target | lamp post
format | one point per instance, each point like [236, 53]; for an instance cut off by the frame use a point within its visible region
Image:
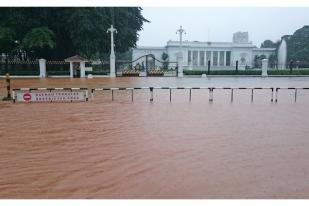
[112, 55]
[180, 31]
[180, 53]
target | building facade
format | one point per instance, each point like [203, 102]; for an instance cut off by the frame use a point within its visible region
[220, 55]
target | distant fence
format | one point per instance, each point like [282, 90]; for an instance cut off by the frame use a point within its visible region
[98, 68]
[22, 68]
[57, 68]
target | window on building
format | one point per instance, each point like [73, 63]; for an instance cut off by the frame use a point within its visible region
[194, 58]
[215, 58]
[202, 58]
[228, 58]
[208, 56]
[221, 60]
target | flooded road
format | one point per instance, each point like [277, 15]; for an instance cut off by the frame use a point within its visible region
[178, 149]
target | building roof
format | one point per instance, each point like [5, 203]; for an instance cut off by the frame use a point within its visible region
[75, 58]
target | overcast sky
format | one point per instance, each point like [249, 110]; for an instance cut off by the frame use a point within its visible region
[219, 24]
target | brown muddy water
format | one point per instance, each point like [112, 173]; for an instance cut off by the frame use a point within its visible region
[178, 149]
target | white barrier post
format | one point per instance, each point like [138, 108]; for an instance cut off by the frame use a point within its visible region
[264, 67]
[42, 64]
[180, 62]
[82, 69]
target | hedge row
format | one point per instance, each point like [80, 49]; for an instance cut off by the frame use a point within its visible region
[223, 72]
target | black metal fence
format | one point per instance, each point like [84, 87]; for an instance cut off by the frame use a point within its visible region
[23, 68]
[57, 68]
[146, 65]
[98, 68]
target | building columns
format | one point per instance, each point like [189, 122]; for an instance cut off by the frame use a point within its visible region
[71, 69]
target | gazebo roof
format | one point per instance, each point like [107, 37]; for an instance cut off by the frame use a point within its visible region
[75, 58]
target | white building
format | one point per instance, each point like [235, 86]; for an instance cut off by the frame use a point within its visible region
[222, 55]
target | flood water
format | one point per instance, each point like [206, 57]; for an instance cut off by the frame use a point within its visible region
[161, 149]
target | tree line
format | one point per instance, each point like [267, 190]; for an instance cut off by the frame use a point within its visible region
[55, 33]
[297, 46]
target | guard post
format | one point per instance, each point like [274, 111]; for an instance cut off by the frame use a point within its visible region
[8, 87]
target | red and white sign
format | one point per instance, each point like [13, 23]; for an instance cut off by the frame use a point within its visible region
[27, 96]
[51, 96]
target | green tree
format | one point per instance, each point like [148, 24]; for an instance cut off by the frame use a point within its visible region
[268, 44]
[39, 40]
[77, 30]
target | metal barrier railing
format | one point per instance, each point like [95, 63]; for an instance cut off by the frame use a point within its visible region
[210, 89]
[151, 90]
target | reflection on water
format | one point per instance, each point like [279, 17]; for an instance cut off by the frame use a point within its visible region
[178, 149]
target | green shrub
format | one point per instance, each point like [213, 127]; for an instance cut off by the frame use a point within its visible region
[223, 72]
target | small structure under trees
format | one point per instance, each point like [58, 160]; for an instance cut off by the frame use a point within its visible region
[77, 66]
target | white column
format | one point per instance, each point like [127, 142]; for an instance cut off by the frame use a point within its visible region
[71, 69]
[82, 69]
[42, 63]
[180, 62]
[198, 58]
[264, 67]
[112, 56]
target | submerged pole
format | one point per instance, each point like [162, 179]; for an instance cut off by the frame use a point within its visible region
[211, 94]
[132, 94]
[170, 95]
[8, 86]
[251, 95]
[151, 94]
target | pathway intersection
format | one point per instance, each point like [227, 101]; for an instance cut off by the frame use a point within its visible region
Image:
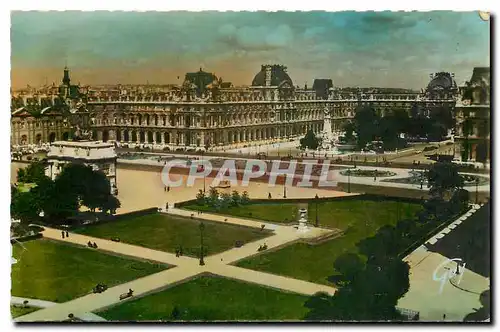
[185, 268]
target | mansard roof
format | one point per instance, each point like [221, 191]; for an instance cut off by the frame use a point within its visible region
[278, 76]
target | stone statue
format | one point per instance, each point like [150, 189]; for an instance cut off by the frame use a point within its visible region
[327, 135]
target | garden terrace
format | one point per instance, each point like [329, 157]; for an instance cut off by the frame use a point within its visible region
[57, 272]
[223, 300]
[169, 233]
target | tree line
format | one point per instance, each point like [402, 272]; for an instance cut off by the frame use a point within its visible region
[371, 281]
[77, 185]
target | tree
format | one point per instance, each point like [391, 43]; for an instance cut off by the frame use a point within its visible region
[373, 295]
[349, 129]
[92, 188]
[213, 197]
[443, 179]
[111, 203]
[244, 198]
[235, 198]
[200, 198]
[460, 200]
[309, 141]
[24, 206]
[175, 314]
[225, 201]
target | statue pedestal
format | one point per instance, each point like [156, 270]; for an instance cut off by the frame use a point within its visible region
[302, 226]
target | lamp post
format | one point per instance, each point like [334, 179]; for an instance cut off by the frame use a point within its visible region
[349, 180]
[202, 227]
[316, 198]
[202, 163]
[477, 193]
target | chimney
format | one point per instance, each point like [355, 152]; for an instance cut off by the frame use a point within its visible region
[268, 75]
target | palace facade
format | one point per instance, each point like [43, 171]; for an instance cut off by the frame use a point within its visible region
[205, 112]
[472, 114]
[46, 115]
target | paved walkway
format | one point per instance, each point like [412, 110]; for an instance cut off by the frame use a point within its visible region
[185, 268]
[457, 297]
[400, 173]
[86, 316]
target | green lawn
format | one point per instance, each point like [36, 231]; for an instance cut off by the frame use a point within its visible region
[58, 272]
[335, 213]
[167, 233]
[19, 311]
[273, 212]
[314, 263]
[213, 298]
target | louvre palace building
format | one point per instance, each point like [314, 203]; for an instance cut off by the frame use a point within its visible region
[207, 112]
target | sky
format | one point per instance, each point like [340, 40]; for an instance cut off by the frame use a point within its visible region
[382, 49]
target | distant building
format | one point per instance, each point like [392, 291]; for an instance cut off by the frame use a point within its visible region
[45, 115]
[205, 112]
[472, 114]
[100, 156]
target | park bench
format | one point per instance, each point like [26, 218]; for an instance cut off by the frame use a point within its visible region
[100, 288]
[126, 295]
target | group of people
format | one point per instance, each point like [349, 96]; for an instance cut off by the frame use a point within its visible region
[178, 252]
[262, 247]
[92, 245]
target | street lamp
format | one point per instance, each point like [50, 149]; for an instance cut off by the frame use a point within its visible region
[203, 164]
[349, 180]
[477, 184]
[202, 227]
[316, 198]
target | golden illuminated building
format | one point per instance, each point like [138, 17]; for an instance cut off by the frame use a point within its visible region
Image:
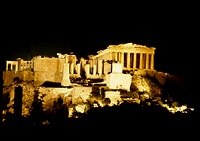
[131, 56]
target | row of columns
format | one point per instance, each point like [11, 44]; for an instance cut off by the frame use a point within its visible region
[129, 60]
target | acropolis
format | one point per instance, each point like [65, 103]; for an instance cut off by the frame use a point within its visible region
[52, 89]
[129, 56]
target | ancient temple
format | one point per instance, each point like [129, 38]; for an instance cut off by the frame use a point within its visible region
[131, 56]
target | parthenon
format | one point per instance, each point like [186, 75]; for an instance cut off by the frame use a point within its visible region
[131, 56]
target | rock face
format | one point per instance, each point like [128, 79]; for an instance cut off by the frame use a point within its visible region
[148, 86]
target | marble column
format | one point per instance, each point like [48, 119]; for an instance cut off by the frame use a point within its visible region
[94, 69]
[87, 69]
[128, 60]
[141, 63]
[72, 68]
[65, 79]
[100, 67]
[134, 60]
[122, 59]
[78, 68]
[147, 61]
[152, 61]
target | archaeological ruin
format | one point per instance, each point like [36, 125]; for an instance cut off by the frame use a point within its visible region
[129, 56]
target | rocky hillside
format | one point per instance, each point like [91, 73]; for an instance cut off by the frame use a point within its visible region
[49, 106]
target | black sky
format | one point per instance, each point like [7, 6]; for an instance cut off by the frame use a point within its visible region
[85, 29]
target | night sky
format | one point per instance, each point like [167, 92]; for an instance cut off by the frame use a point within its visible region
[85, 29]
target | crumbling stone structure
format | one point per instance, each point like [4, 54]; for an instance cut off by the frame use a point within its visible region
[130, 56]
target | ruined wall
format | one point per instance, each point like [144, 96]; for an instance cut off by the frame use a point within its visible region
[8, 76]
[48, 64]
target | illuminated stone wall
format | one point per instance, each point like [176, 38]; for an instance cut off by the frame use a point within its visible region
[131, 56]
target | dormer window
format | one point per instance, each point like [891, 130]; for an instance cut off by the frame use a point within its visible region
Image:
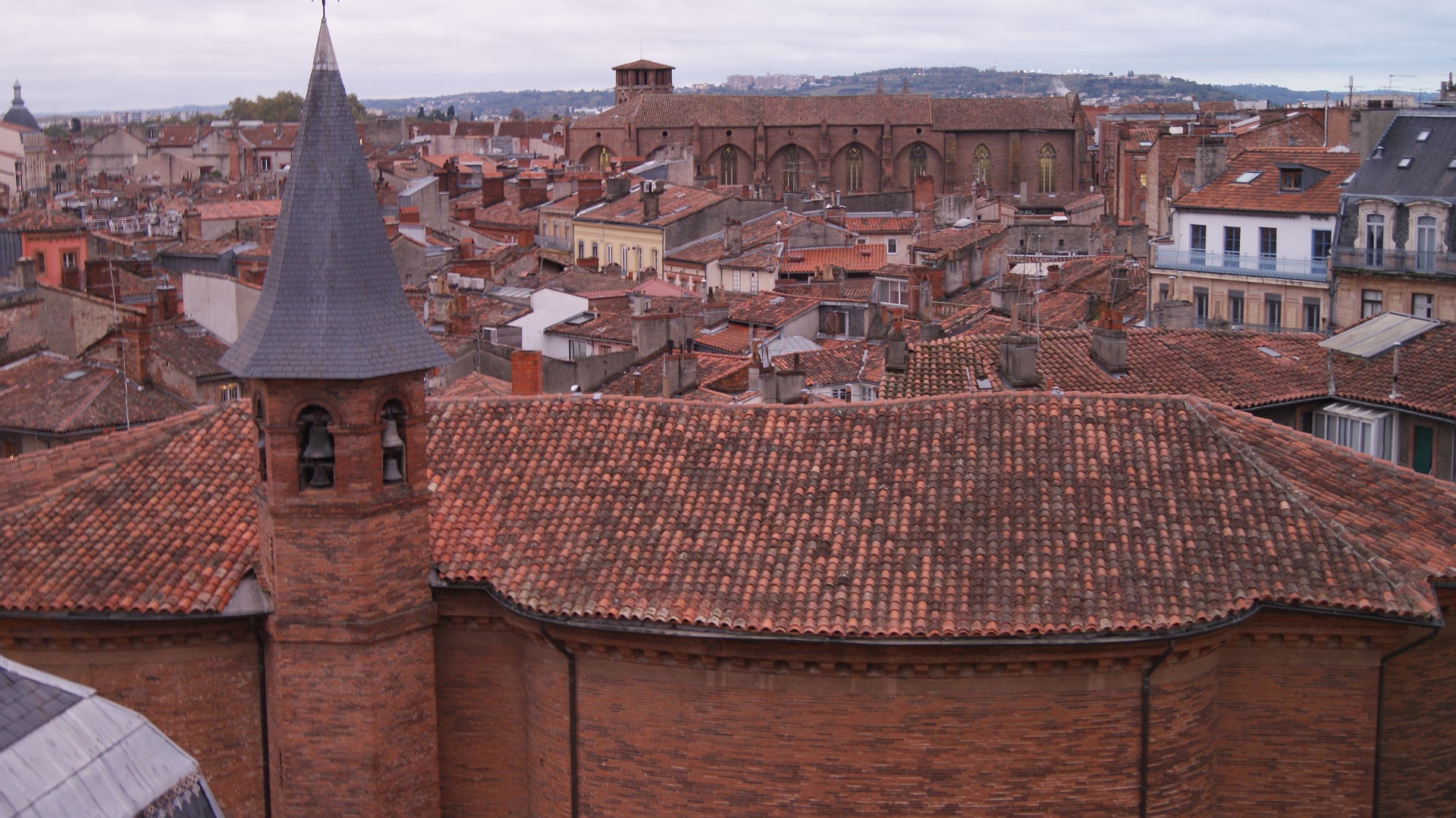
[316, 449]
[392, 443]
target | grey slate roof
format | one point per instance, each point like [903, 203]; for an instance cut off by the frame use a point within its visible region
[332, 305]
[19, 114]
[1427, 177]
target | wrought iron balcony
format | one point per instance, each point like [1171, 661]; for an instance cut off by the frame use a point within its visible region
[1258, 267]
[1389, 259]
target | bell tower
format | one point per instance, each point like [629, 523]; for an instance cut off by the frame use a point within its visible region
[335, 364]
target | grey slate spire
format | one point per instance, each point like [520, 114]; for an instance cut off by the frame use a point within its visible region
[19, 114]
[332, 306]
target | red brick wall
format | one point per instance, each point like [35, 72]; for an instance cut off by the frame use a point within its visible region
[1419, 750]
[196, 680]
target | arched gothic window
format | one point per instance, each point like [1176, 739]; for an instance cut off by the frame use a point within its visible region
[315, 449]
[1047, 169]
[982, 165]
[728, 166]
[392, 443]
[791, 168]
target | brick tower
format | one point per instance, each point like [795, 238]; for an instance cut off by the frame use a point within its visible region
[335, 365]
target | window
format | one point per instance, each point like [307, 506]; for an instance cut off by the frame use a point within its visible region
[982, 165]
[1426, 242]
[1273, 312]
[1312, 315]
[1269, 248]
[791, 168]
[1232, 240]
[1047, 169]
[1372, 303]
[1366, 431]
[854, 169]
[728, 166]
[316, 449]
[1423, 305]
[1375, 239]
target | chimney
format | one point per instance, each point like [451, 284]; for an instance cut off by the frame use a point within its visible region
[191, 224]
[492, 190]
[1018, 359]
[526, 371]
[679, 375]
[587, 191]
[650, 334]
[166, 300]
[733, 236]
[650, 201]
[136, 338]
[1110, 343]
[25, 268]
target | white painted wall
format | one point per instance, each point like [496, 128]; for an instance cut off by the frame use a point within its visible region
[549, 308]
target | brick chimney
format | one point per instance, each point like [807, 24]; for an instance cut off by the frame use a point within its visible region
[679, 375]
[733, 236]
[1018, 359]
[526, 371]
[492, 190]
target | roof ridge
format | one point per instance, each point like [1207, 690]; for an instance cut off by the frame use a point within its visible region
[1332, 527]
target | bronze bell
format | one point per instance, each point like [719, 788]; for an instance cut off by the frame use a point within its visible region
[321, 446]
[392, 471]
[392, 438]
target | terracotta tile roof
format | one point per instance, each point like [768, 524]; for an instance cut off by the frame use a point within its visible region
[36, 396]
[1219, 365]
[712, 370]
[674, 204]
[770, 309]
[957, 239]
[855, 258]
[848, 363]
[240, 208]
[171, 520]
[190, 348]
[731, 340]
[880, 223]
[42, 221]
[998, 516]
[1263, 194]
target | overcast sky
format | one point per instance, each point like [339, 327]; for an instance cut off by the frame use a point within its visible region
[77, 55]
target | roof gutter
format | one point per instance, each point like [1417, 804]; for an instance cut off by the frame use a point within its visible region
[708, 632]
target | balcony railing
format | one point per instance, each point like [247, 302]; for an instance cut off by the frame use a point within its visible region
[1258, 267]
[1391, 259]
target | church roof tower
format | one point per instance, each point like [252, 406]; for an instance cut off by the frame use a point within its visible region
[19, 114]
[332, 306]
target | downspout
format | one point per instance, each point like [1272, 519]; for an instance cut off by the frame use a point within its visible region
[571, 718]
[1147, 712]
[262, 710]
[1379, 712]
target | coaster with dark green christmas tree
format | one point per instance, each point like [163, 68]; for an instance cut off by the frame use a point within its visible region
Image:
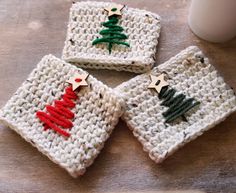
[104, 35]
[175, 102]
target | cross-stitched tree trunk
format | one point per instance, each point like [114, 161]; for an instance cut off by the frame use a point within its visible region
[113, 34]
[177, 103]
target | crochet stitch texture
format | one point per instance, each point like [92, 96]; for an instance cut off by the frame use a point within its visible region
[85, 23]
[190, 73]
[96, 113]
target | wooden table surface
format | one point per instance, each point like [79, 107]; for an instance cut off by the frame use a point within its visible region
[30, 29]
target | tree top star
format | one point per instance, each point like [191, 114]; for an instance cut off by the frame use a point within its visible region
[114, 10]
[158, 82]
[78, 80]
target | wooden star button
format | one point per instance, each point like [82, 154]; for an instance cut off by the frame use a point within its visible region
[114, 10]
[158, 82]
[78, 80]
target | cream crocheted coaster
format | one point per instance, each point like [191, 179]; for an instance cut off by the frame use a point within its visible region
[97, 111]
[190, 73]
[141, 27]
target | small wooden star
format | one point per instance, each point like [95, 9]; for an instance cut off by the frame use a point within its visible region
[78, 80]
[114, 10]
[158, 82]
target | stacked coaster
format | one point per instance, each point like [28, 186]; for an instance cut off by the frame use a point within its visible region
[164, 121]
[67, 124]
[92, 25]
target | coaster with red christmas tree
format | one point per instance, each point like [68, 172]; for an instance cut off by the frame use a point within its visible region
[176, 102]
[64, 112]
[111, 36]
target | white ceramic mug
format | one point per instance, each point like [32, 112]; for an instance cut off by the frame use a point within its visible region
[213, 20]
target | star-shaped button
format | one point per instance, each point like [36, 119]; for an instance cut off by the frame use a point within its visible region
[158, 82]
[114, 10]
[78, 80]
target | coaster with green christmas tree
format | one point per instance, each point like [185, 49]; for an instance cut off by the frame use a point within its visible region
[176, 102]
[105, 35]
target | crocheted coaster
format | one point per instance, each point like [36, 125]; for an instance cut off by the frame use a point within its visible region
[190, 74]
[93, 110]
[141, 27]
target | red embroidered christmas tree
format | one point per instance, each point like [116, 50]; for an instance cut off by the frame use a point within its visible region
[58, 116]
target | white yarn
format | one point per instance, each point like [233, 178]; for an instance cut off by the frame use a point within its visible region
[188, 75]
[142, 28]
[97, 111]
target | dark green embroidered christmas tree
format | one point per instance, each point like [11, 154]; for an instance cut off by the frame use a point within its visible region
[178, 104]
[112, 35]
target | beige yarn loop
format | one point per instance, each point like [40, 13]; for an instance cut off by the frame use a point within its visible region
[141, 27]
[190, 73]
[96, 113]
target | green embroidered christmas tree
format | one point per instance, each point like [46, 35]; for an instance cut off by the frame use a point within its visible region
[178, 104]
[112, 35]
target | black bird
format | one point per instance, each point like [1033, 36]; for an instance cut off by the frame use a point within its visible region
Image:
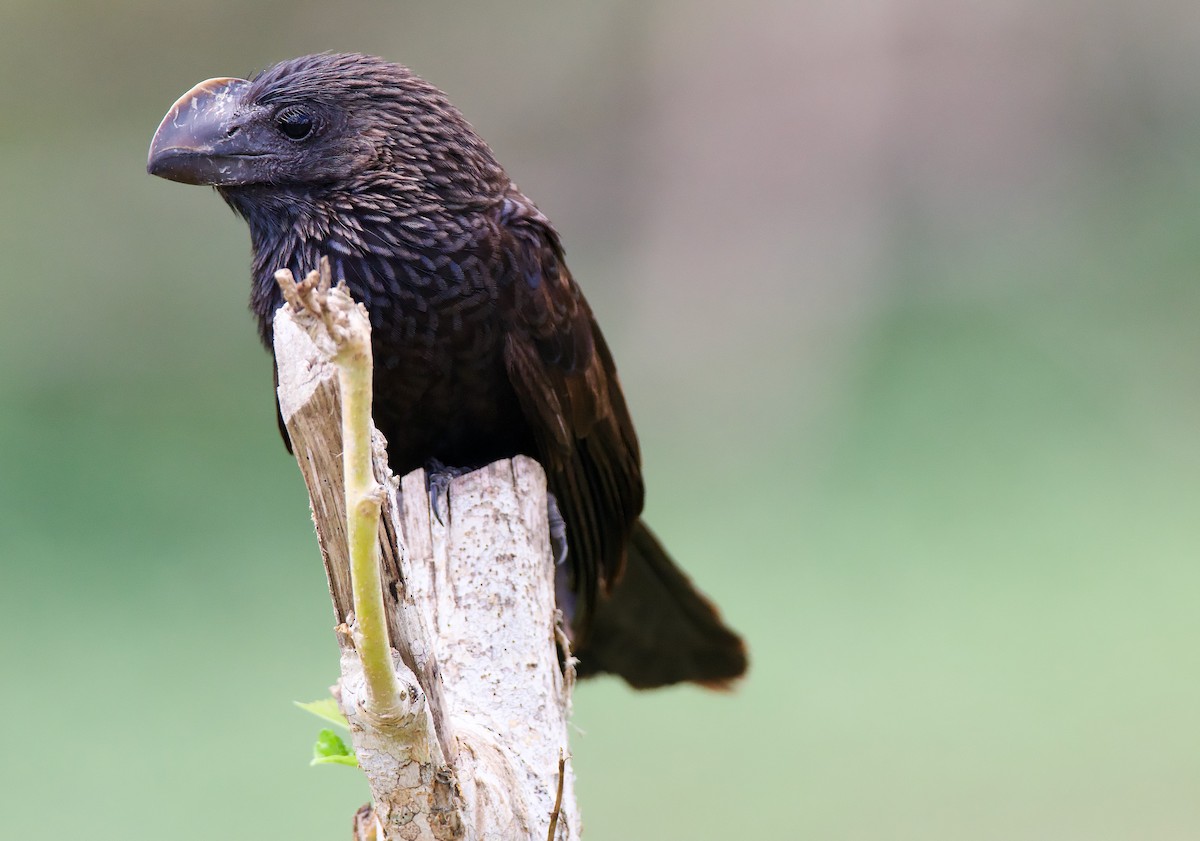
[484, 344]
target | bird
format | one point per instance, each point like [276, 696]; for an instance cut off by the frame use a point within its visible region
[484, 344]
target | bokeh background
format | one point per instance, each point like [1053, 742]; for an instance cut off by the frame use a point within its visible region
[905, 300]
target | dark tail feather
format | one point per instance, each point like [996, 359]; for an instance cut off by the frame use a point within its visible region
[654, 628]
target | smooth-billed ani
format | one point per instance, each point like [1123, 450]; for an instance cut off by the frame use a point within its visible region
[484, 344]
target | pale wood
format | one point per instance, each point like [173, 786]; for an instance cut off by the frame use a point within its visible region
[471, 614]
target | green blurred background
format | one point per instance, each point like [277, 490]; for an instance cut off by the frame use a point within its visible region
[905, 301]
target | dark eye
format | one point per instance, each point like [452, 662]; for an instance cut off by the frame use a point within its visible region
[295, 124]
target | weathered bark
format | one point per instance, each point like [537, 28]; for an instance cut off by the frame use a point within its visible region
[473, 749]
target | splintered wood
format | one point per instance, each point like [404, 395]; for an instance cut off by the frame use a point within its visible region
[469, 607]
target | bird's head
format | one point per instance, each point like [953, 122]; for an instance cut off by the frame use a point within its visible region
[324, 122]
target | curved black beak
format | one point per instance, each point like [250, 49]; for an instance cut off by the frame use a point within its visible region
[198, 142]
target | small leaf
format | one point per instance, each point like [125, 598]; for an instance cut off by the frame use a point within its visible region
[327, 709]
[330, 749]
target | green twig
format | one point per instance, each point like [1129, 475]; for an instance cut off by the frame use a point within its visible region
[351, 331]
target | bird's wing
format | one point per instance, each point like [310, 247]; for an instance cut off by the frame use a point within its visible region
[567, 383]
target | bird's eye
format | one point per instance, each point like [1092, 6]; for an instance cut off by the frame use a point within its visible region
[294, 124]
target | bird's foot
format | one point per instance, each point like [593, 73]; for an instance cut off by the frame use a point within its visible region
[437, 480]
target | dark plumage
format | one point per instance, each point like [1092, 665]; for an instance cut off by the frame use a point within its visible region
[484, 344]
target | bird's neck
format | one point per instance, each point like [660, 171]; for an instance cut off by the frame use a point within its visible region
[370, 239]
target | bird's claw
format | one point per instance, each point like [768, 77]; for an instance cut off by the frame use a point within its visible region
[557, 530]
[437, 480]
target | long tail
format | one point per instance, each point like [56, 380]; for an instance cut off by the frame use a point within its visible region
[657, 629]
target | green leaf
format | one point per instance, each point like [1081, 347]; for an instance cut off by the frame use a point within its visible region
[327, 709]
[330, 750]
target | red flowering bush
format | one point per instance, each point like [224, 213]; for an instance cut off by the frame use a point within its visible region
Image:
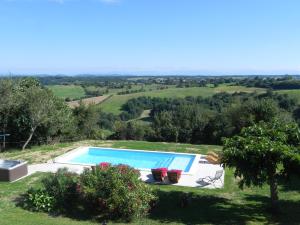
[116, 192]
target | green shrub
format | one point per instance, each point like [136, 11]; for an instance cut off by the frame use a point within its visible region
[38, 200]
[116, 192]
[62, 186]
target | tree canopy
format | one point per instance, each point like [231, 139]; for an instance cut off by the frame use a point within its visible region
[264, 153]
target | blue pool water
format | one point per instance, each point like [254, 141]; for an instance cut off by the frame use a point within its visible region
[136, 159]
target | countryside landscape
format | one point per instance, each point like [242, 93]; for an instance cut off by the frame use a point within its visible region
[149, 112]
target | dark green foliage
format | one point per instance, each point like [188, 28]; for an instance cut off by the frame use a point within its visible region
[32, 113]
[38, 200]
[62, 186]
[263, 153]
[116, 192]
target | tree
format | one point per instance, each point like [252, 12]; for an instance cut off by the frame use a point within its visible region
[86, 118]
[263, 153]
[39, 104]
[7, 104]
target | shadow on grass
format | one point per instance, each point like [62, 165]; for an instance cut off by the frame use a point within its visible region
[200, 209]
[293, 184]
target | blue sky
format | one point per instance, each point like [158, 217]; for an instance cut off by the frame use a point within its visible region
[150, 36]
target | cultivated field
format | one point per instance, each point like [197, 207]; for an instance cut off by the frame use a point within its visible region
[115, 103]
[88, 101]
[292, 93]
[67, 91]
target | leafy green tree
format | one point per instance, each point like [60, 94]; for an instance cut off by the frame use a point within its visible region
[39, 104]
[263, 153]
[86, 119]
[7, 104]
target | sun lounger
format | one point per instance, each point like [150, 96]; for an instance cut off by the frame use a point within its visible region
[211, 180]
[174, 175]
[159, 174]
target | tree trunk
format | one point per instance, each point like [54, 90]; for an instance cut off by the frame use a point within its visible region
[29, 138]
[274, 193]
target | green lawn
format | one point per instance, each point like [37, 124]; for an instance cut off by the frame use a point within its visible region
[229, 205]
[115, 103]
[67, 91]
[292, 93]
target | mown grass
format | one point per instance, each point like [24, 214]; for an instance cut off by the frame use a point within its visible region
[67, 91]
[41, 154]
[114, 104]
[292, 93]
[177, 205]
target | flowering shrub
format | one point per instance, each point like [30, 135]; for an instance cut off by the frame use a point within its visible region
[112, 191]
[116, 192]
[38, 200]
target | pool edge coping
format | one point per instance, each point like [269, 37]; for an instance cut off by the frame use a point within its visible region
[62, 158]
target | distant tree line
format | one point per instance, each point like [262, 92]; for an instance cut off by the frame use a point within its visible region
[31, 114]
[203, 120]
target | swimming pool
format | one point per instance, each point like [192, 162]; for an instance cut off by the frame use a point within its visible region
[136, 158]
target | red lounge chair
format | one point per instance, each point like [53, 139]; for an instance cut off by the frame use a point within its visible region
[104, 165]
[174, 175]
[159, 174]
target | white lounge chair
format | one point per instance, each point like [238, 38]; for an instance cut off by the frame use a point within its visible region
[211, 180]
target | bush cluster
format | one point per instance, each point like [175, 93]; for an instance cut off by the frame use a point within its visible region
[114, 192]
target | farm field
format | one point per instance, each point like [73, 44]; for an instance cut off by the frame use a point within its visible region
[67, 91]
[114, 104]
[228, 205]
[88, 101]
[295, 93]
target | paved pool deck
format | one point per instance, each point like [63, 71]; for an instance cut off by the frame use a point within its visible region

★ ★ ★ ★ ★

Do this: Extract every line from the one with "target | mown grass" down to the final line above, both included, exactly as written.

Full output:
target | mown grass
format | one point per instance, each point like [24, 214]; for an instance cut off by the frame use a point within its visible region
[67, 91]
[41, 154]
[114, 104]
[292, 93]
[177, 205]
target | flowering shrub
format | one point per instance, each point like [30, 135]; for an instance cut off by the frame use a point within its visible region
[112, 191]
[116, 192]
[38, 200]
target | pool edge coping
format | one point per instance, each point like [269, 37]; for an instance cut off by the frame use a point within its visible region
[62, 158]
target | distant tree line
format | one point per instance, each point like [262, 92]; for an instance cut off by the frame use a point within its visible region
[31, 114]
[203, 120]
target | swimming pool
format | one point per instance, each point like [192, 162]; for an instance cut off by the frame use a point within its visible region
[136, 158]
target | red lounge chair
format | one point per instance, each point like [53, 139]; for an instance cut off by the frame use a point within its visible region
[104, 165]
[174, 175]
[159, 174]
target | white lounge chair
format | one point per instance, each point like [238, 38]; for an instance cut off by the frame use a point within its visible region
[211, 180]
target | bush cluster
format | one point per instance, each point like [175, 93]; for an instance cut off by the frame use a point within its visible region
[114, 192]
target | farm field
format | one point per instance, each point like [73, 44]; for an instance cut off by the frame use a point within its visible region
[67, 91]
[114, 104]
[228, 205]
[88, 101]
[295, 93]
target | paved pool deck
format | one point per instance, each point like [63, 71]; for an instance cut off by the frame use a point within its visible region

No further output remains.